## [Task goal]
What lines of the material hold the string "aircraft"? Pull each of them out.

[Opening Data shown section]

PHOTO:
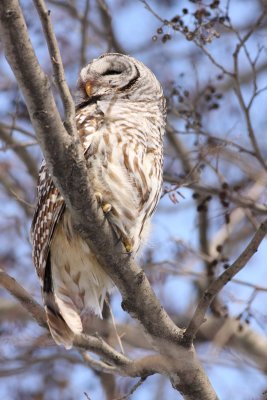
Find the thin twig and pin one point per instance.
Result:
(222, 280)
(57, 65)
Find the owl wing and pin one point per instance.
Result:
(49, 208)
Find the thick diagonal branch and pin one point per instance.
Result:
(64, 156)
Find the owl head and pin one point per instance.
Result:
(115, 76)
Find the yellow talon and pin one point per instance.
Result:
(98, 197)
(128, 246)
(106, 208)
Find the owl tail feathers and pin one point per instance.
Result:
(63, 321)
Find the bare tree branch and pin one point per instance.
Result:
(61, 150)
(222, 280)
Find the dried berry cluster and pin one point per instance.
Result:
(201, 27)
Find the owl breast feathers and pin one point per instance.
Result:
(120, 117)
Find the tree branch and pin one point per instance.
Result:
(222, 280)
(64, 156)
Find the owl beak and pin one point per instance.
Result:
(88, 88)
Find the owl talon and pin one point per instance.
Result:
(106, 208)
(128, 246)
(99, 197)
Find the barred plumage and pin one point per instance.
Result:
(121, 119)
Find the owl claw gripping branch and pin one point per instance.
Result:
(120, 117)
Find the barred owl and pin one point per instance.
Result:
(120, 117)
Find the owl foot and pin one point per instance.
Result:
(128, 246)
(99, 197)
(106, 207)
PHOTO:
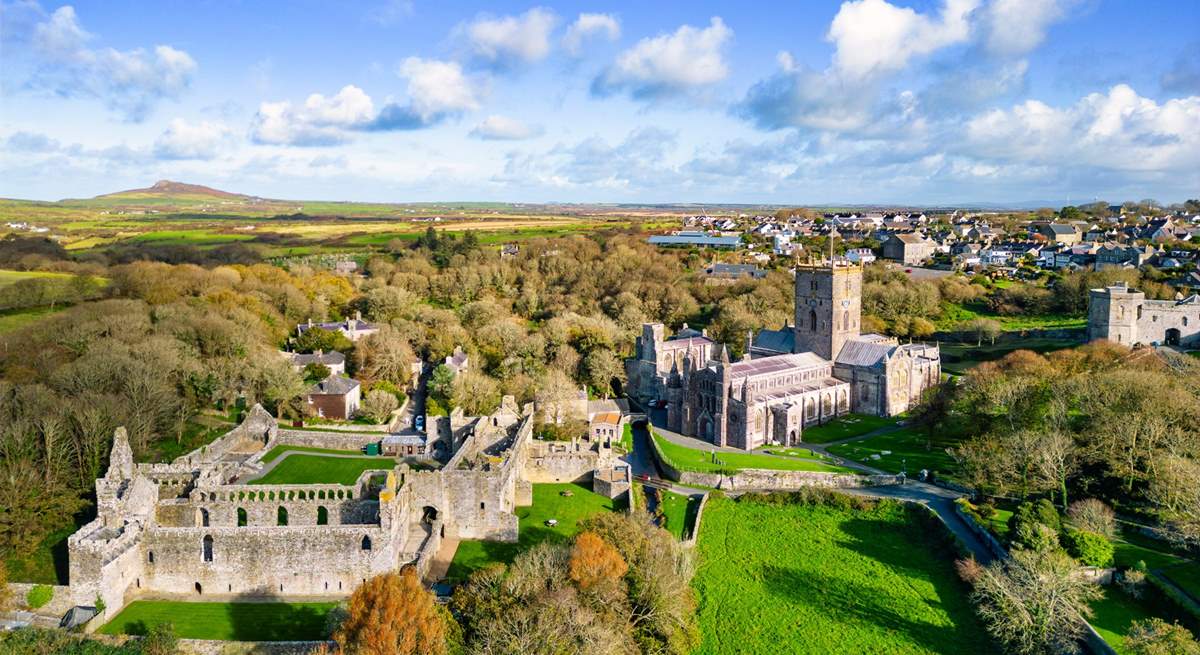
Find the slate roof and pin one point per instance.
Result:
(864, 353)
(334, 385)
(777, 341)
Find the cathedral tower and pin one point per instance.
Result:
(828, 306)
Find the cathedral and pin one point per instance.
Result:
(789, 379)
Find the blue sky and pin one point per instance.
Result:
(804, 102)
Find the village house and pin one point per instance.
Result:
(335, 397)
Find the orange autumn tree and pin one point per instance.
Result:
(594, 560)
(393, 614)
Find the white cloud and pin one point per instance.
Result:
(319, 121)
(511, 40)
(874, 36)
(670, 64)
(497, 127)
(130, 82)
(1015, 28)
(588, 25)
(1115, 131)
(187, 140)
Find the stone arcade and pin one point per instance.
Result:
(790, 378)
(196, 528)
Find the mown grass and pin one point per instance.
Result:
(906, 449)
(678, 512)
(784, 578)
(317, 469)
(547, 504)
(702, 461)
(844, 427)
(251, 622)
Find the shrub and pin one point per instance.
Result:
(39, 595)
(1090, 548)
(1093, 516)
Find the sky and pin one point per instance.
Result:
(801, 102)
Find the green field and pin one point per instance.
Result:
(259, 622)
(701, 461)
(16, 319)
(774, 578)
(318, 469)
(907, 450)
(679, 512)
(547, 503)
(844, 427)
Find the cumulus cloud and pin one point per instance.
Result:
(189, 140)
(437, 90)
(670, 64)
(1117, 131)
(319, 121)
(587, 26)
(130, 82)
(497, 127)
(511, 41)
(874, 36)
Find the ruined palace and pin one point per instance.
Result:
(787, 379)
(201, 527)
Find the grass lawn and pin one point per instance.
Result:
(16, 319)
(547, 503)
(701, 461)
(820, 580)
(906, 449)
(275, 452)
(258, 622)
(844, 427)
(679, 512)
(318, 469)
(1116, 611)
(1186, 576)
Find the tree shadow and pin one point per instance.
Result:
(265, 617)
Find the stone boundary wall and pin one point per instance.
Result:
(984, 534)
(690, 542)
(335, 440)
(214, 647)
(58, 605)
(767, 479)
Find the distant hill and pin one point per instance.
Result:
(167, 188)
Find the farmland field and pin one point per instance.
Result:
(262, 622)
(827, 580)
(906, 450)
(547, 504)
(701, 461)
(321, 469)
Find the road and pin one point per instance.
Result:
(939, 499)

[Closing Data shown section]
[Opening Data shown section]

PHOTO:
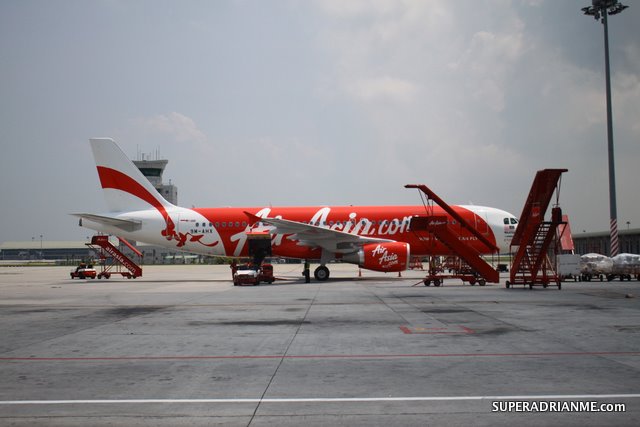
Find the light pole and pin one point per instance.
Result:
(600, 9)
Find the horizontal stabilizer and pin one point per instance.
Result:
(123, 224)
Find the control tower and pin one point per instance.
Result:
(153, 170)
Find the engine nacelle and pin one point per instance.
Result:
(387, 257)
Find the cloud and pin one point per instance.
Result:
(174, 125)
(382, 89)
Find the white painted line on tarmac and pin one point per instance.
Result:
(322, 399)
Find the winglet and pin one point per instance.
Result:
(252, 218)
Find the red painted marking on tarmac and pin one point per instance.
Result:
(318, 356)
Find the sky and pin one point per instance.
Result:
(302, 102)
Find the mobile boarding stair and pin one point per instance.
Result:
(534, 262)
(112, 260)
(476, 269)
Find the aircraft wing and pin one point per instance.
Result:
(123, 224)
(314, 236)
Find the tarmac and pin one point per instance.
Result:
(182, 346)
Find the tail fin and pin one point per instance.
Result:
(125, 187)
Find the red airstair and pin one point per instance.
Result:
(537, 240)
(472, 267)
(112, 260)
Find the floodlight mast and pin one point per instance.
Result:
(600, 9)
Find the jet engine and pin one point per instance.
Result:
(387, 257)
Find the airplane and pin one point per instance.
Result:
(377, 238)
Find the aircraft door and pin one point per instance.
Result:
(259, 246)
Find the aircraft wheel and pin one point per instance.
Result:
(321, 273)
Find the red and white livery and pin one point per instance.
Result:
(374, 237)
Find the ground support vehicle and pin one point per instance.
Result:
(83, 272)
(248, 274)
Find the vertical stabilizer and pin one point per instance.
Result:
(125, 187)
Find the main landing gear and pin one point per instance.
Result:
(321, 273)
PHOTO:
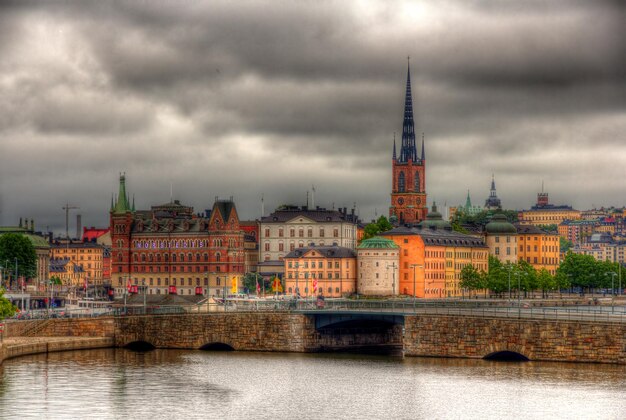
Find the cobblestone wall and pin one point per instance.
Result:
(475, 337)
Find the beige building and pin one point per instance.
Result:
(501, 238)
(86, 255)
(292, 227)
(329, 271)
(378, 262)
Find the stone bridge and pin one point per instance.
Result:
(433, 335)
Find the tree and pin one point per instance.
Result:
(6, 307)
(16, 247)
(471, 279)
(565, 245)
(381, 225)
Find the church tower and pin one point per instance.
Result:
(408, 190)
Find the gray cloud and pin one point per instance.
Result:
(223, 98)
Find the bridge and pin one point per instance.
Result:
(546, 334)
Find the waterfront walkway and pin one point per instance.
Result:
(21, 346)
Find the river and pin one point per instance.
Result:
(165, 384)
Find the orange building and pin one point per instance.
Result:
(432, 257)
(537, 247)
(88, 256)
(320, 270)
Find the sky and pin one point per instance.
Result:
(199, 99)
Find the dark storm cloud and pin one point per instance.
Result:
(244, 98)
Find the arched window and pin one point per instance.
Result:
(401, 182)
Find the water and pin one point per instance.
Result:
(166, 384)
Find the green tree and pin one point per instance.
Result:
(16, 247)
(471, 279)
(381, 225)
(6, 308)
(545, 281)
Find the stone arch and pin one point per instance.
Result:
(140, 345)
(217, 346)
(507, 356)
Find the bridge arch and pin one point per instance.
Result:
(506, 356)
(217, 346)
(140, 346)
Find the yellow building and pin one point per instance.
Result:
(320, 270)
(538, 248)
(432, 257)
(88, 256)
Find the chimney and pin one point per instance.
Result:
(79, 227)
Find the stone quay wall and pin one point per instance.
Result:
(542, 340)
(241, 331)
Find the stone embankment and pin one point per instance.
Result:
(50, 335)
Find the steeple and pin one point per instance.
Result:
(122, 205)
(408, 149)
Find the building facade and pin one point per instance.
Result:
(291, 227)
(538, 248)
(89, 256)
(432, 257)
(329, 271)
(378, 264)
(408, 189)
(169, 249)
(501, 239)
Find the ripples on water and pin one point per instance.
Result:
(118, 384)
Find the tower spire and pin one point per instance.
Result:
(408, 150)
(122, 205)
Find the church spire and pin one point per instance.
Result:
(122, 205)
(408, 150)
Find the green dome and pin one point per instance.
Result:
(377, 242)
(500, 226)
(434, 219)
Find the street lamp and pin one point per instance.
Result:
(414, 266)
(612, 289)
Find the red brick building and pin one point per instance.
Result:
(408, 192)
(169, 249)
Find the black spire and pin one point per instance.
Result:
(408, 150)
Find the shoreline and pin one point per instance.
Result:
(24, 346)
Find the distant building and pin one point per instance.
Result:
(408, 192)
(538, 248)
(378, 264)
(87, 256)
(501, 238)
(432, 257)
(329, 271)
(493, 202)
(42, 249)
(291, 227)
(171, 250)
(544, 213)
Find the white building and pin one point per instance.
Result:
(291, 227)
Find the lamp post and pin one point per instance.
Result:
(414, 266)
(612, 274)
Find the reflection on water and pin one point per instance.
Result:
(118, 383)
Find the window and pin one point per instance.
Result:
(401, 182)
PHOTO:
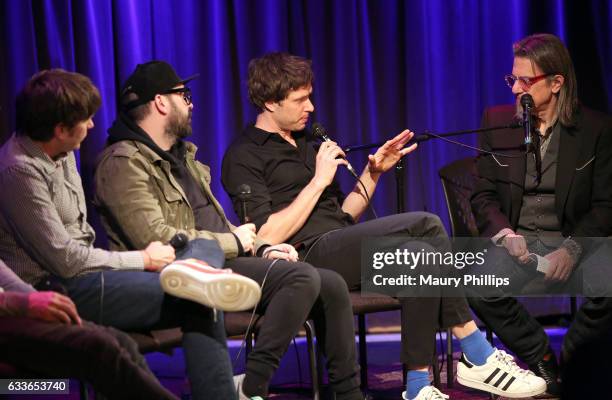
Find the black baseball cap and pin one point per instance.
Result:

[Closing Data shown section]

## [Exercise response]
Find the aircraft wing and pin one point per instance.
Find the aircraft door and pin one point per instance.
Find the aircraft wheel and pin one point per instance.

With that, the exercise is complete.